Задание>
Повторите дословно часть текста о вигилантизме, начиная со слов «Монкада анализирует предыдущие» и заканчивая словами «G. Bruinsma, 2012).».

Текстовый блок>
Монкада анализирует предыдущие попытки концептуализировать понятие вигилантизма и находит их, во-первых, крайне немногочисленными, а во-вторых, не очень удачными. Вот некоторые из них:

  • «групповые действия, заменяющие обычное правосудие» (Caughey, 1960);
  • «насилие, направленное против групп, конкурирующих за те или иные ценности в рамках той или иной системы или требующих их перераспределения» (Rosenbaum, J. H., P. C. Sederberg, 1974);
  • «спланированное уголовно наказуемое деяние, совершаемое частным лицом в ответ на преступление (или предполагаемую угрозу его совершения) со стороны частных лиц и направленное против (предполагаемого) исполнителя этого преступления» (Haas, N. E., J. W. de Keijser, G. Bruinsma, 2012).
Все эти определения представляются автору слишком широкими и игнорирующими некоторые особенности вигилантизма, отличающие его от других видов спланированного группового насилия. Единственным исследователем, который, по мнению Монкады, приблизился к цели концептуализации вигилантизма, был английский криминолог Лес Джонстон, который в своей работе 1996 года «Что такое вигилантизм?» предложил следующие шесть критериев, наличие которых необходимо для того, чтобы ту или иную практику можно было назвать вигилантской:

1) организаторы планируют насильственные действия;

2) добровольное участие частных лиц;

3) наличие акта «автономной гражданственности», который делает вигилантизм общественным движением;

4) использование насилия или угрозы насилием;

5) действие представляет собой реакцию на реальное, предполагаемое или «вмененное» нарушение институционализированных норм»;

6) [действия представляют собой] публичный сигнал о том, что принятый порядок будет сохранен.

Извлечённые данные>
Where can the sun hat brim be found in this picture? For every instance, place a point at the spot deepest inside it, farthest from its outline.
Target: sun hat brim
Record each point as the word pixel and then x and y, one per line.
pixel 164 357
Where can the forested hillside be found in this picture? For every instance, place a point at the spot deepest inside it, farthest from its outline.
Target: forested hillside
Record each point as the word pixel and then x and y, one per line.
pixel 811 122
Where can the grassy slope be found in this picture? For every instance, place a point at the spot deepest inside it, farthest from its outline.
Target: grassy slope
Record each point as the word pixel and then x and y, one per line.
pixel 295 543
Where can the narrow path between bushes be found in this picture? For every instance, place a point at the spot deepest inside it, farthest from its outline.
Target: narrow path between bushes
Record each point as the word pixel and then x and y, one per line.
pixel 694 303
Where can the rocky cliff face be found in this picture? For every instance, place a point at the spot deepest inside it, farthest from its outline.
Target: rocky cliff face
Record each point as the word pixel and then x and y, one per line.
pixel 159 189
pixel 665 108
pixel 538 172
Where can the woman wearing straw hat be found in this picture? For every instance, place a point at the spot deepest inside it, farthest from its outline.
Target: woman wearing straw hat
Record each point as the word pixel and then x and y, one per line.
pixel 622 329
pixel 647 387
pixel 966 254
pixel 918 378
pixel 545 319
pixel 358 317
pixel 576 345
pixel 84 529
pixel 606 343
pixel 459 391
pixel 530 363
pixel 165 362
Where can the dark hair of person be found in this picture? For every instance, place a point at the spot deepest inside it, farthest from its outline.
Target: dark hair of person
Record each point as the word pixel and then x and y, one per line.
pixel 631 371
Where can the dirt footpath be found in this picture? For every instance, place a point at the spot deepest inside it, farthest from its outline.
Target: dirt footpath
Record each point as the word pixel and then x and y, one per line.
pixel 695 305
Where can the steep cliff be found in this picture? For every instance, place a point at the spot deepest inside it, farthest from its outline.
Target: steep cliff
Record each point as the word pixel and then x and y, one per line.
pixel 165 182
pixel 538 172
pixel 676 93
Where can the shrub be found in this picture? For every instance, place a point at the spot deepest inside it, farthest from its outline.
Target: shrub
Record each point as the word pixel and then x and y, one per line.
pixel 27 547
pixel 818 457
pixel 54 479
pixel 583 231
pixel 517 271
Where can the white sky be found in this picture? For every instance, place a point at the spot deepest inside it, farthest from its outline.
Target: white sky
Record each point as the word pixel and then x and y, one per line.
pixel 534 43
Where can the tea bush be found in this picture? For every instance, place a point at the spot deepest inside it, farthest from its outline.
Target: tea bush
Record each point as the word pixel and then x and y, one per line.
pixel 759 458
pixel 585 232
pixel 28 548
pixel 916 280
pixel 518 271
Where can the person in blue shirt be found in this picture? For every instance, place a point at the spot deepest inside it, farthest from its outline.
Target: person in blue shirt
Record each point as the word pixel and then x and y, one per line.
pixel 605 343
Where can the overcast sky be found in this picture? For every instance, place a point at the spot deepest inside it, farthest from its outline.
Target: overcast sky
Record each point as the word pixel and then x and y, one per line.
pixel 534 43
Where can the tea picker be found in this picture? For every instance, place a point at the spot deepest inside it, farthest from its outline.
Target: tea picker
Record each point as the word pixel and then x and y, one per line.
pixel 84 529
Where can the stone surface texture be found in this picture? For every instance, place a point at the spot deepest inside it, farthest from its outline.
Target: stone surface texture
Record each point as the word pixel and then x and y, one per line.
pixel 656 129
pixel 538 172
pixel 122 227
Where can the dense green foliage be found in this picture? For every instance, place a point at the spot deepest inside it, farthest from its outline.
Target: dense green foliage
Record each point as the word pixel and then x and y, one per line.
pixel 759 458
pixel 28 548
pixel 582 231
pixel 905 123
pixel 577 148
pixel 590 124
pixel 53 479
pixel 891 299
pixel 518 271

Поле ответа>
Монкада анализирует предыдущие попытки концептуализировать понятие вигилантизма и находит их, во-первых, крайне немногочисленными, а во-вторых, не очень удачными. Вот некоторые из них:

  • «групповые действия, заменяющие обычное правосудие» (Caughey, 1960);
  • «насилие, направленное против групп, конкурирующих за те или иные ценности в рамках той или иной системы или требующих их перераспределения» (Rosenbaum, J. H., P. C. Sederberg, 1974);
  • «спланированное уголовно наказуемое деяние, совершаемое частным лицом в ответ на преступление (или предполагаемую угрозу его совершения) со стороны частных лиц и направленное против (предполагаемого) исполнителя этого преступления» (Haas, N. E., J. W. de Keijser, G. Bruinsma, 2012).